The Contenders for Select Committee Chairs, 2017 edition

Following the early General Election, all House of Commons select committees have had to be reconstituted. Marc Geddes, Co-Convenor of the PSA Parliaments Group, looks ahead to this week’s elections for Committee Chairs. 

The process

Nominations opened on Wednesday, 05 July and closed at 3pm on Friday, 07 July. In order to stand:

  • MPs must have the support of 15 MPs from their own party or 10% of all the party’s MPs (whichever is fewer).
  • Up to five MPs elected to the House as members of another party may also sign the statement.

The elections will take place on Wednesday, 12 July. All MPs can vote in the elections, which is held by secret ballot. This means that there will be some room for jostling and canvassing.

Which committees are being contested?

Business, Energy and Industrial Strategy (BEIS)

DATA SHOWN:

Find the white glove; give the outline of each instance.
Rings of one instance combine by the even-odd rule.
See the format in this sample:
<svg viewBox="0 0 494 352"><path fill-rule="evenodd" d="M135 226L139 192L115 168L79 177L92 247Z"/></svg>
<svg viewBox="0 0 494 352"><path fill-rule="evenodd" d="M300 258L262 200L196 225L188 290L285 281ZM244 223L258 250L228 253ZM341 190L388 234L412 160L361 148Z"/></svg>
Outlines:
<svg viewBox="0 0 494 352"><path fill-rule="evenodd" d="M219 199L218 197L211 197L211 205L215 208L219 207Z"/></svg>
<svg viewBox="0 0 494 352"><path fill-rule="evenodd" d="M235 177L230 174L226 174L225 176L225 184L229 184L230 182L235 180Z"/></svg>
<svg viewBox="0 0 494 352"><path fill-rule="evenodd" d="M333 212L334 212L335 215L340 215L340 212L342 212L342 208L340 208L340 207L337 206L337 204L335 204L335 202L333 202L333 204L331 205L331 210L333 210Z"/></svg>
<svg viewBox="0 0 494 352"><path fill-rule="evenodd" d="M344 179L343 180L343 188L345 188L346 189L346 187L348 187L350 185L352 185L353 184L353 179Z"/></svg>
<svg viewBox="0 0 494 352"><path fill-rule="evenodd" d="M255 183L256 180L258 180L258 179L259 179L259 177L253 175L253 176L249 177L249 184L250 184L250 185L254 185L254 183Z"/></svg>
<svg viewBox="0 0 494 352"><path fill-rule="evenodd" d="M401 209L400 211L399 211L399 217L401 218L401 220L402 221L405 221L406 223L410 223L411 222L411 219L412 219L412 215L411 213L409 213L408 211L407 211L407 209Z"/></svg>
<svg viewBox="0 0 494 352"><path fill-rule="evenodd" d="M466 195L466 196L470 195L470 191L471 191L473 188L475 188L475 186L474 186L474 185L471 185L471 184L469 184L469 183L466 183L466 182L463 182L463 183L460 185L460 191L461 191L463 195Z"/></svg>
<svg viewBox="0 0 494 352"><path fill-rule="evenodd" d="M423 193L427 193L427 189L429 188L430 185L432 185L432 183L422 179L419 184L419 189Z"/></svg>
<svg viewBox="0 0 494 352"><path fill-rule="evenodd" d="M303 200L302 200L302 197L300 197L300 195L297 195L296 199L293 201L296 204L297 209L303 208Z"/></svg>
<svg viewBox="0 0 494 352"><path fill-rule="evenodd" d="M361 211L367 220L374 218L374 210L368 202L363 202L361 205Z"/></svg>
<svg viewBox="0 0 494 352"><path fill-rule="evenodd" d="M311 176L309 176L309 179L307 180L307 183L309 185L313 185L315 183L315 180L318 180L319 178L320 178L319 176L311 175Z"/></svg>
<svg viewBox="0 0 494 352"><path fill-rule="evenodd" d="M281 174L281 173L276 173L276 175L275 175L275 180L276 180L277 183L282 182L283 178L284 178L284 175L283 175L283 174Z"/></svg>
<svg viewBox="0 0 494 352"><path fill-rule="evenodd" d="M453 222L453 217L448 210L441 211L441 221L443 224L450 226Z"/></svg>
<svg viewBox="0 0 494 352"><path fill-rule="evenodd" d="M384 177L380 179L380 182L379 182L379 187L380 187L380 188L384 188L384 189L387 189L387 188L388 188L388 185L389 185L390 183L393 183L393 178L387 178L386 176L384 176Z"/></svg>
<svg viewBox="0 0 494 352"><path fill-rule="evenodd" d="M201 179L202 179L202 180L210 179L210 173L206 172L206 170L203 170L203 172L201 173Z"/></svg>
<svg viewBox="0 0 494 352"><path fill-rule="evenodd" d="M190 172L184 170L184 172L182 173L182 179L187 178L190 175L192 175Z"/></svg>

GOAL:
Please give again, word for word, the part of the select committee elections text between "Nominations opened on" and "jostling and canvassing.", inclusive.

OUTPUT BELOW:
Nominations opened on Wednesday, 05 July and closed at 3pm on Friday, 07 July. In order to stand:

  • MPs must have the support of 15 MPs from their own party or 10% of all the party’s MPs (whichever is fewer).
  • Up to five MPs elected to the House as members of another party may also sign the statement.

The elections will take place on Wednesday, 12 July. All MPs can vote in the elections, which is held by secret ballot. This means that there will be some room for jostling and canvassing.